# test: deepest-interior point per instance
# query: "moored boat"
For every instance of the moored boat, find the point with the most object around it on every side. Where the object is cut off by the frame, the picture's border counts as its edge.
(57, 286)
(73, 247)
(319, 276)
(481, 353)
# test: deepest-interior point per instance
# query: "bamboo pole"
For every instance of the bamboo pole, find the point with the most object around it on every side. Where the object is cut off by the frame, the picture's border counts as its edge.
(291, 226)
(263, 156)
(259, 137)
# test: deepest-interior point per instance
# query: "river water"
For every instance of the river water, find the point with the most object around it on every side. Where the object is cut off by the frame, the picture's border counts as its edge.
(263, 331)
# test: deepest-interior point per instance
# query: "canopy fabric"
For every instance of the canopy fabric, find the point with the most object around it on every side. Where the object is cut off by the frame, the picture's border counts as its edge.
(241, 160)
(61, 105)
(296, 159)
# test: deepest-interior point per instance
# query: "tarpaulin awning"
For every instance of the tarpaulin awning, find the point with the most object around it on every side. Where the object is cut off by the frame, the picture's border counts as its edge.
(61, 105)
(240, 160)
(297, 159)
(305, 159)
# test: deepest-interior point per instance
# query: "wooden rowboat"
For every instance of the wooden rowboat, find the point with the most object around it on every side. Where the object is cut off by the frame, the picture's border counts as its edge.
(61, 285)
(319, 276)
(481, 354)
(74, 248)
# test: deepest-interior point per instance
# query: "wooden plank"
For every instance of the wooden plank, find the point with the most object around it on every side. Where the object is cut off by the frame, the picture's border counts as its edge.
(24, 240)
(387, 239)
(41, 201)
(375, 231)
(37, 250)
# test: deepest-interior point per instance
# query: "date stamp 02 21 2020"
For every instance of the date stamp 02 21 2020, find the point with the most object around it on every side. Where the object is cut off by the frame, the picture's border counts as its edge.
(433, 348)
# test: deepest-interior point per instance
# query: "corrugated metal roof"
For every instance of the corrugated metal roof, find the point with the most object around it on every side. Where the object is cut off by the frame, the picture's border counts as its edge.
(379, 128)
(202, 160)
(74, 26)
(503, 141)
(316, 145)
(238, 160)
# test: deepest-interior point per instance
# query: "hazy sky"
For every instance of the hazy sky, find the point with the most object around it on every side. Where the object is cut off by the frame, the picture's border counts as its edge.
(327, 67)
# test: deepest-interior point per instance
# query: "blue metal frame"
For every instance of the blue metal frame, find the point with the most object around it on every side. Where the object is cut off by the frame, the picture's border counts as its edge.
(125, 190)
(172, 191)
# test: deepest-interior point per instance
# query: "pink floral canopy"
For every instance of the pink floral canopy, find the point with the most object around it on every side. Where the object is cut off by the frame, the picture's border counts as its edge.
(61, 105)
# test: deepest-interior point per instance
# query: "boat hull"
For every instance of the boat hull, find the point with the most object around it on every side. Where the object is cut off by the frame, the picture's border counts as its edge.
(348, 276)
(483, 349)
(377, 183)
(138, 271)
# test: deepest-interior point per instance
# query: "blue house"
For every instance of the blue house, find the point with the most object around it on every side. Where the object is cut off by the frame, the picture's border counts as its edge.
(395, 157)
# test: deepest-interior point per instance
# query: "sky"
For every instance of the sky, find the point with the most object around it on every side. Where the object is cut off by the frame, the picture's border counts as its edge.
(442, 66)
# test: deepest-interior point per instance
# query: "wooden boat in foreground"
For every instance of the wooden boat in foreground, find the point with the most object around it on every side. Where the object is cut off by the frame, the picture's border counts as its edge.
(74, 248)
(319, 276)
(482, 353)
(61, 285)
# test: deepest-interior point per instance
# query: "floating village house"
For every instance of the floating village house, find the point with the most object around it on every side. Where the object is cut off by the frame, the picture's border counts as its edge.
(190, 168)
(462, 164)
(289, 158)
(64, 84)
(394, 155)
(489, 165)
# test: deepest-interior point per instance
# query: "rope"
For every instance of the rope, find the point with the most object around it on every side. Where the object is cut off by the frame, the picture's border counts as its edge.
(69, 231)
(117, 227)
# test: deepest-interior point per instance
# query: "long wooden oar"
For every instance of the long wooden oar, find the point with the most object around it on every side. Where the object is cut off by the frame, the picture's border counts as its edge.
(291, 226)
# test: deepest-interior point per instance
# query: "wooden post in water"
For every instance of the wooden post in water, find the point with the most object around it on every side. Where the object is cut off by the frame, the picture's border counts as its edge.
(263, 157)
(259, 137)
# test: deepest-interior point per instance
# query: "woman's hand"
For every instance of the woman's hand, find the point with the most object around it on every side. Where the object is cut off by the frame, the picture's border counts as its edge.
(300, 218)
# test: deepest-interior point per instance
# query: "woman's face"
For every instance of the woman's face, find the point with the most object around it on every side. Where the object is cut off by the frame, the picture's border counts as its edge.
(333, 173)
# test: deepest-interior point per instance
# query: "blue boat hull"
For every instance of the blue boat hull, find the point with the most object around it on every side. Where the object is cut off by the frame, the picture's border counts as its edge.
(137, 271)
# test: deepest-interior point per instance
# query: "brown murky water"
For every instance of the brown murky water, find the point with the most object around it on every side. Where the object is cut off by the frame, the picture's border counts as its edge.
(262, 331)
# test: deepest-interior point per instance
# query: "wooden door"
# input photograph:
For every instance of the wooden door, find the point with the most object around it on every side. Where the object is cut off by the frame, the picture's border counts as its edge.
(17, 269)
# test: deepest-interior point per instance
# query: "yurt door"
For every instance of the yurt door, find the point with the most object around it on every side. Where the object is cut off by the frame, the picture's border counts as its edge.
######
PROMPT => Transcribe the data above verbatim.

YOUR RESPONSE =>
# test: deepest-interior point per instance
# query: "moored boat"
For every instance of the moored boat, find the point with the most object around it on every side. Where the object is cut off by the frame, the picture's border counts as its edge.
(57, 286)
(73, 247)
(319, 276)
(481, 353)
# test: deepest-interior point per instance
# query: "bamboo pole"
For every instance of the bamboo pole, find the point with the most object around it on every side. Where the object is cut off by the frame, the picture's border counts as its edge.
(291, 226)
(263, 156)
(259, 137)
# test: deepest-interior point per instance
# query: "river water"
For every instance of the river water, find the point with the most object around it on every side. Where the object is cut off by the frame, the picture's border counts as its edge.
(263, 331)
# test: deepest-interior point per instance
# query: "canopy fabric"
For every instance of the canopy fabric, find the point with the most object around it on every side. Where the object is cut off by the frame, the picture's border counts as its edge.
(241, 160)
(61, 105)
(296, 159)
# test: deepest-interior point per instance
# query: "tarpaulin awning"
For every instance of the tarpaulin awning, find the point with the most object around it on every side. Where the object is cut off by the frame, the picture's border counts as its edge.
(61, 105)
(240, 160)
(297, 159)
(305, 159)
# test: deepest-interior point per instance
# query: "wooden rowboat"
For every instance of the wooden rowboat, find the point with the most object around it on every side. Where the object is cut off by the frame, the picture's border counts as its edge.
(61, 285)
(319, 276)
(481, 354)
(74, 248)
# test: deepest-interior point per instance
# query: "wooden plank"
For every instance of the wooden plank, find the point with the most object around it on every side. Where the object is cut off by the frame, the picture's border counts as its edge.
(24, 240)
(387, 239)
(41, 201)
(375, 231)
(37, 250)
# test: deepest-interior point per instance
# query: "date stamp 02 21 2020"
For every instance of the date stamp 02 21 2020, find the point with the most object around it on every side. Where the object is cut off by the frame, the picture's border counts as its edge.
(433, 348)
# test: deepest-interior point per instance
# query: "corrugated metal roof"
For every instance of the corrugated metal roof, find the point with the most object around it on every side. Where the object is cut off by the frame, the picture's border counts as its edge.
(379, 128)
(202, 160)
(74, 26)
(503, 141)
(316, 145)
(238, 160)
# test: deepest-interior point per instance
# query: "hazy sky"
For every instance of the hazy sky, find the point with the most object around it on every side. Where the object is cut off by the frame, the picture's border counts as its edge.
(327, 67)
# test: deepest-interior point per instance
# query: "blue metal frame"
For every instance of the blue metal frame, find the point with the most object around it on every side. Where the object is cut off by the frame, the picture's border counts as its edge.
(125, 190)
(172, 191)
# test: deepest-interior point per instance
# query: "pink floral canopy"
For every instance of the pink floral canopy, find the point with the most object around it on every side. Where the object is cut off by the frame, the picture's border counts as its edge.
(61, 105)
# test: deepest-interior point per instance
# query: "boat hull"
For every instance of the boat hull, find the point with the most object around it on every side. Where the object is cut off by the frame, the picture's border counts as its edge.
(348, 276)
(483, 349)
(377, 183)
(138, 271)
# test: deepest-interior point per instance
# query: "blue house"
For every instance of the blue house, find the point with the most object around it on every side. Where the object is cut off by the frame, the picture's border counts as its edge.
(395, 157)
# test: deepest-interior point per instance
# query: "sky"
For every instance of the sky, find the point with the most object around it on every side. Where the object is cut off by the frame, the picture's border counts as its edge.
(442, 66)
# test: deepest-interior point per instance
# query: "wooden boat in foreground"
For every instance of the wooden boat in foreground, find the point with the most object around it on every side. Where the object is cut off by the frame, the picture's border counts as its edge.
(74, 248)
(319, 276)
(482, 353)
(61, 285)
# test: deepest-interior point per instance
# query: "floating village house"
For every instance of the floating village house, find the point with the most object around it on every side. Where the object is cut off by the frame, the picture's border counts as its edge.
(190, 168)
(462, 164)
(289, 158)
(64, 84)
(394, 155)
(489, 165)
# test: deepest-interior point per instance
# query: "rope"
For every instance of the rope, find the point with the most object around it on every side. Where the object is cut off by the frame, the picture's border counts as its edge.
(69, 231)
(117, 227)
# test: deepest-interior point per instance
# query: "long wooden oar"
For every instance of the long wooden oar, find the point with the most object around it on every side. Where the object is cut off by the frame, the picture's border counts as its edge.
(291, 226)
# test: deepest-interior point per instance
# query: "wooden post in water"
For every instance of the wooden post in water, find the point with the most object around it on every side. Where the object is cut off by the frame, the picture's border counts as its edge.
(263, 157)
(259, 137)
# test: deepest-interior point per instance
# query: "woman's hand"
For every instance of the woman's hand, find the point with the most object around it on every side. Where the object is cut off by the frame, the picture's border counts as its edge.
(300, 218)
# test: deepest-interior point per instance
# query: "woman's face"
For every instance of the woman's face, find the point with the most object around it on every side. Where the object is cut off by the frame, the picture's border counts as its edge.
(333, 173)
# test: deepest-interior point per instance
# query: "blue boat hull"
For every instance of the blue boat hull, find the point with the most object around it on every side. Where the object is cut off by the frame, the picture's border counts as its edge.
(137, 271)
# test: deepest-interior point per instance
# query: "brown murky water"
For every instance of the brown murky water, find the point with the most object around it on every side. Where the object is cut off by the frame, the picture's border counts as its edge.
(262, 331)
# test: deepest-interior point per instance
# query: "wooden door"
# input photograph:
For every instance of the wooden door, find the point with the most object around it on every side. Where the object is cut off by the frame, the picture's border counts as its edge.
(17, 269)
# test: deepest-interior point per instance
# query: "yurt door"
For every instance of the yurt door, find the point with the most object around it on every side. Where the object is cut off by the frame, the picture's border counts as its edge.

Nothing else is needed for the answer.